- [RECORDS SHOWN]
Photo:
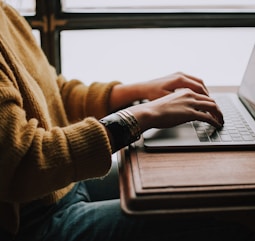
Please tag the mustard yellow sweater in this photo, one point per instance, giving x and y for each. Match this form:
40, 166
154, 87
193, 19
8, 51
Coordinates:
41, 153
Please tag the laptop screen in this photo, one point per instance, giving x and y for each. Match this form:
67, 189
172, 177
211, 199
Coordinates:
246, 91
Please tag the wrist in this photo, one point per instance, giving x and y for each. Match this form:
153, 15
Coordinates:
122, 128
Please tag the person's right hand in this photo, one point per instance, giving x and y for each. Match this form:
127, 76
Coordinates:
176, 108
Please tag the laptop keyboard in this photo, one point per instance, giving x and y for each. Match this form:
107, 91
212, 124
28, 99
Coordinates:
235, 128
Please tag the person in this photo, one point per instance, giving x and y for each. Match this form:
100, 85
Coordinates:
55, 134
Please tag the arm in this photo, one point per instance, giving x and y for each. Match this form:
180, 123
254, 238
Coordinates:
175, 99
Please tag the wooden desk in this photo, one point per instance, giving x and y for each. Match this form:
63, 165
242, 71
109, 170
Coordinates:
186, 182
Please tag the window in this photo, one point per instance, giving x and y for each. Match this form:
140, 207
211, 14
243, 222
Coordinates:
25, 7
218, 55
157, 6
132, 40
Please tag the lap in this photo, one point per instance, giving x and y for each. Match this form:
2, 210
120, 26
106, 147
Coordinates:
77, 218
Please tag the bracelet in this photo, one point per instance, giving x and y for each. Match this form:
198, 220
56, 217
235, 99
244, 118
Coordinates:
123, 127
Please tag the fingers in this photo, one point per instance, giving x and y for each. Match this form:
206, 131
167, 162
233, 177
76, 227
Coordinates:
207, 110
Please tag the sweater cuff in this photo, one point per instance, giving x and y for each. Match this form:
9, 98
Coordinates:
90, 149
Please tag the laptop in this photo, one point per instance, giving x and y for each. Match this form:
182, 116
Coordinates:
238, 132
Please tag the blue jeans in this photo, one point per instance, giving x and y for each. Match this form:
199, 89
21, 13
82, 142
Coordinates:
78, 218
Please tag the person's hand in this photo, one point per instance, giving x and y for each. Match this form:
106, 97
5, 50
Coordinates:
177, 108
165, 85
125, 95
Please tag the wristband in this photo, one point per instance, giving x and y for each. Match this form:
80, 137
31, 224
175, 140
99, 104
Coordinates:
123, 127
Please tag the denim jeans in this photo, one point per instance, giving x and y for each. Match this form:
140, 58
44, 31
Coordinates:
78, 218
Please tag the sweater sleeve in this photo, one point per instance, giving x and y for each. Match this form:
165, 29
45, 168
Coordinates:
90, 100
36, 161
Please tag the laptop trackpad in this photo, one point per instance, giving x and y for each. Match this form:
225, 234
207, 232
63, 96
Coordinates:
182, 134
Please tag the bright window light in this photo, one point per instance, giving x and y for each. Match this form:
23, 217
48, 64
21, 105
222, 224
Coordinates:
158, 5
217, 55
25, 7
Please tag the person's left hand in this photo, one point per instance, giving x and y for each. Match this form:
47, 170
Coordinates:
159, 87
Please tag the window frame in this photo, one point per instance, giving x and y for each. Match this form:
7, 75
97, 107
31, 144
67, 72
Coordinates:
50, 20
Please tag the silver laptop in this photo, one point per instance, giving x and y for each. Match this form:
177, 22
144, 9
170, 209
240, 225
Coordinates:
238, 132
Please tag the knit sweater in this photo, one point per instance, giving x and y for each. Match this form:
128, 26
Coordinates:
49, 134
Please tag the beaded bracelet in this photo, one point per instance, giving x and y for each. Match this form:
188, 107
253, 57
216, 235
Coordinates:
123, 127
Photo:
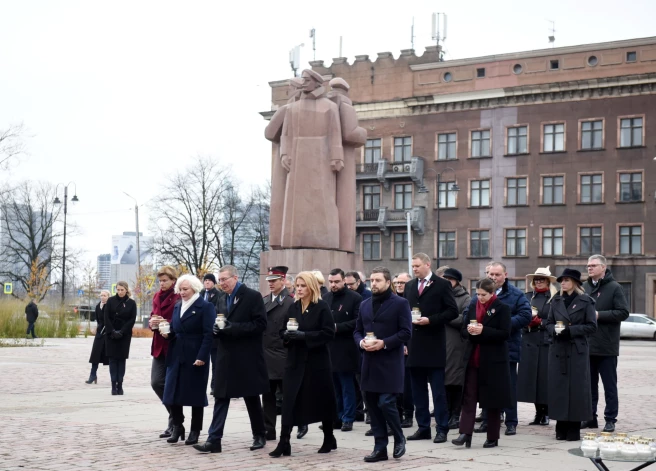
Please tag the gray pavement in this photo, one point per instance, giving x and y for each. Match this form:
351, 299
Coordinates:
51, 420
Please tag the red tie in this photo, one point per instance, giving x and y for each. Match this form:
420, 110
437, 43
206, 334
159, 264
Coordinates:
421, 286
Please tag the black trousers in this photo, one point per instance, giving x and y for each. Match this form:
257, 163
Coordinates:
196, 417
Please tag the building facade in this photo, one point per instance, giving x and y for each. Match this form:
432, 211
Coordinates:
551, 153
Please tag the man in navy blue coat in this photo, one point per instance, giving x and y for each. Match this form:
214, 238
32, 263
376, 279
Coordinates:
387, 316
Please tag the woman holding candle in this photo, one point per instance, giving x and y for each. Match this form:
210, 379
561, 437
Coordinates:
487, 374
308, 391
572, 318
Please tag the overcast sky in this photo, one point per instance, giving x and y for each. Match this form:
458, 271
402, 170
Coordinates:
118, 94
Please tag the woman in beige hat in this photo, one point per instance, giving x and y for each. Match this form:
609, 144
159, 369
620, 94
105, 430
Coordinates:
532, 374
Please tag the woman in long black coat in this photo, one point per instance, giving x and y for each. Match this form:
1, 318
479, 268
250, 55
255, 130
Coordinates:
120, 314
570, 398
98, 349
487, 374
308, 391
188, 358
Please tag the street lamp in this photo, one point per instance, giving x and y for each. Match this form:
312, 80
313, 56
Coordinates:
58, 201
454, 187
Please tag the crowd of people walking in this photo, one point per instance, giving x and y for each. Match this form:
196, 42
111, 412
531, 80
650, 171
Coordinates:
318, 351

- [WHAT IS BEING ASKED] Only the lines from the one containing "Please tag the woman in long" through the end of the entries above belong in the answer; repeat them exactly.

- [THE RESPONSE]
Please tag the woman in long black coat in this photo, one point per instance, giving x and y for each. Match this form:
1, 318
479, 268
250, 55
255, 130
Coordinates:
120, 314
570, 398
98, 349
487, 374
308, 391
188, 358
Please tag the street lamp in this photo, one point per instance, giving x and y for each. Match this form:
312, 80
313, 56
Coordinates:
58, 201
454, 187
Please tag the crowd of people walking in this photo, one point per instance, giving x and y for each. Match this form:
196, 42
111, 412
531, 80
650, 171
Coordinates:
318, 351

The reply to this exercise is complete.